» **SET TASK**: Write the next part of the passage on wait-time research, picking up after its final sentence.

--- start EXTRACT ---

Rethinking Wait Time:

The first discussion of the instructional technique of “wait-time” was published in 1969 by Mary Budd Rowe in the Science and Children journal, addressing the elementary science classroom. In 1972, Rowe analyzed wait-time from more than 900 classrooms and first identified two different concepts of wait-time: wait-time I and wait-time II. Wait-time I was defined as the time a teacher pauses after a question; it generally starts when the teacher stops speaking and ends when a student responds or the teacher speaks again. Wait-time II was defined as the time a teacher waits after a student responds to either a comment or asks another question which normally begins from the time the student stops talking to the time the teacher starts to comment. Rowe (1972, 1974) reported significant impacts on student and teacher discourse in classrooms with a mean wait-time of three to five seconds. Lake (1973) defined wait-time as the time a teacher is prepared to wait after asking a question and/or after receiving a response. Unlike Rowe (1972, 1974) who defined wait-time as a pause after a question or comment, Lake (1973) defined wait-time as a pause preceding any teacher remark or question. He further defined “criterion wait-time” as wait-time of three seconds or more (Lake 1973). Fowler (1975) defined wait-time as the silence in a conversation following a teacher or student utterance and was the first researcher to use teacher wait-time as an “easily managed independent variable” (p. 38) that could be manipulated to increase student discourse without “introducing an undesirable artificiality to the nature of a conversation” (p. 38). This began the transition of “wait” in wait-time from an adjective or description of time into a concept to be studied on its own. Thus, the term used to describe this instructional technique began to shift from “wait-time” to “wait time.”

--- end EXTRACT ---
--- start RECORDED DATA ---

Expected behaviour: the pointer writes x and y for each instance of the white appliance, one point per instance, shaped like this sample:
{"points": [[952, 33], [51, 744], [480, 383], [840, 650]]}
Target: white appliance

--- end RECORDED DATA ---

» **ANSWER TO THE PROBLEM**:
In the 1980’s the instructional technique was beginning to be explored in other disciplines outside of Science. In the 1980’s, Gooding (1982, 1984, 1985), DeTure and Miller (1985), and Tobin (1986) added to the growing definitions of wait time. DeTure and Miller (1985) defined wait-time as the amount of time after a question is asked that a teacher waits before accepting an answer, repeating a question, rephrasing a question, or supplying the answer which aligns with Rowe’s wait-time I. Tobin (1980; 1986), similar to Fowler (1975), defined wait time as pausing before any teacher or student speaking opportunity and essentially combined Rowe’s (1972, 1974) wait-time I and wait-time II. According to Jegede and Olajide (1995), “Rowe’s wait time 1 is equivalent to what Tobin labeled as the length of time preceding any teacher utterance (TT), and Rowe’s wait time 2 is labeled as the length of pause preceding any student utterance (ST) respectively” (p. 235 ). In 1987, Tobin further declared that wait time is “defined in terms of the duration of pauses” (p. 69). In the 1990s, research on wait time was still being conducted. However, synonyms for wait time begin to emerge in literature. Robert Stahl (1990) coined the term “think time” as a distinct period of uninterrupted silence by the teacher and all students so that they both can complete appropriate information processing tasks, feelings, oral responses, and actions. Stahl (1990) prefered the label "think-time" over "wait-time" because the primary academic purpose of wait time is to allow students and the teacher to complete on-task thinking. Regardless of research field, the benefits of wait time longer than 3 seconds continued to be proven and highlighted in research.

In the 2000’s, wait time continued to be studied and discussed in conjunction with effective classroom questioning and discourse techniques for both elementary and secondary mathematics and science classrooms (Chapin et al. 2003; Chapin et al. 2009; Corhrssen et al. 2014; Ingram and Elliott 2014; Rowe 2003; Walsh and Sattes 2005). Wait time became synonymous with intentional “silence” (Chapin et al. 2003), “think time” (Walsh and Sattes 2005; Chapin et al. 2009), “purposeful pauses” (Cohrssen et al. 2014). The importance of wait time II was re-emphasized, as much discussion highlighted wait time I (Chapin et al. 2003; Chapin et al. 2009). Ingram and Elliott (2014) acknowledged that wait time is not a rigid pause but more of a fluent element of conversation which indicates that the discourse in a classroom setting can be natural; natural conversations happen every day in the classroom that do not require a student or teacher initiated prompt for wait time to materialize. Corhrssen et al. (2014) analyzed early childhood mathematics teachers as they “purposefully paused” before responding to a child during play-based mathematics activities-- essentially renaming Rowe’s (1972) wait-time II -- and highlighted the connection between wait time and equitable access to discourse moves for children. Corhrssen et al. (2014) further discussed how pauses were not necessarily silent: a pause in an interaction with one child could be used strategically to model the learning interaction with a second child before returning to the first child in order to continue the discourse sequence.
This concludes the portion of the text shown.